### DIRECTIONS FOR THIS TASK:
Reproduce the SOAPCALL documentation verbatim from "<para>Of course, <emphasis" to "for your environment</emphasis>.".
# PAGE TEXT start
RS := SOAPCALL(InDS,
               RoxieIP,
               svc,
               InRec,
               TRANSFORM(LEFT),
               DATASET({STRING UIDval{XPATH('uid')},BOOLEAN CompareResult{XPATH('res')}}));

OUTPUT(RS);
</programlisting>

    <para>Of course, <emphasis role="bold">you must first change the IP and
    port in this code to the correct values for your environment</emphasis>.
    You can find the proper IP and port to use by looking at the System
    Servers page of your ECL Watch. To target Doxie (aka ECL Agent or hthor),
    use the IP of your Thor's ESP Server and the port for its wsecl service.
    To target Roxie, use the IP of your Roxie's ESP Server and the port for
    its wsecl service. It's possible that both ESP servers could be on the
    same box. If so, then the difference will only be in the port assignment
    for each.</para>

    <para>The key to this SOAPCALL query is the InRec RECORD structure with
    its XPATH definitions. These must exactly match the part names and the
    STORED names of the query's parameter receiving attributes (NB that these
    are case sensitive, since XPATH is XML and XML is always case sensitive).
    This is what maps the input data fields through the SOAP interface to the
    query's attributes.</para>

    <para>This SOAPCALL receives a recordset as input and produces a recordset
    as its result, making it very similar to the second example above. One
    small change from that previous example of this type is the use of the
    shorthand TRANSFORM instead of an inline TRANSFORM function. Also, note
    that the XPATH for the first field in the DATASET parameter's inline
    RECORD structure contains lower case “uid” while it is obviously
    referencing the query's OUTPUT field named “UID”—the XML returned from the
    SOAP service uses lower case tag names for the returned data
    fields.</para>

    <para>When you run this you'll get a TRUE result for records one and four,
    and FALSE for all others.</para>
  </sect2>
</sect1>
# PAGE TEXT end
# ENTRIES start
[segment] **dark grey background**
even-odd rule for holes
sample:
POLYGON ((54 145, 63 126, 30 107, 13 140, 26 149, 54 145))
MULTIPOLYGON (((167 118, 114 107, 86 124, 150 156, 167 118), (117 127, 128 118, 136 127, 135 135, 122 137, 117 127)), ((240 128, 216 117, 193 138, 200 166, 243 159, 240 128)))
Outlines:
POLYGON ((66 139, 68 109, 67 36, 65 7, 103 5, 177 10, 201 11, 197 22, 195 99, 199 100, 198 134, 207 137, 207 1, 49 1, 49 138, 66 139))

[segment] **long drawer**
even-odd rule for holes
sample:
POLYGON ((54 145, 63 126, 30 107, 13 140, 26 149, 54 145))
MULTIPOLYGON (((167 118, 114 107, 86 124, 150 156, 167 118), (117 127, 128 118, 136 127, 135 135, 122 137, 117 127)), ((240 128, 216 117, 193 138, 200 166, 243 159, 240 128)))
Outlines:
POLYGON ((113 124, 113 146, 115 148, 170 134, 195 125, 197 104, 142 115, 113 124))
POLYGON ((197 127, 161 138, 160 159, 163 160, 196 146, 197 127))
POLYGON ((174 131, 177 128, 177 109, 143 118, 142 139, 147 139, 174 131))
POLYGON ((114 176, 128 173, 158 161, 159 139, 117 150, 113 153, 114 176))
# ENTRIES end
### REPLY TO THE TASK:
<para>Of course, <emphasis role="bold">you must first change the IP and
    port in this code to the correct values for your environment</emphasis>.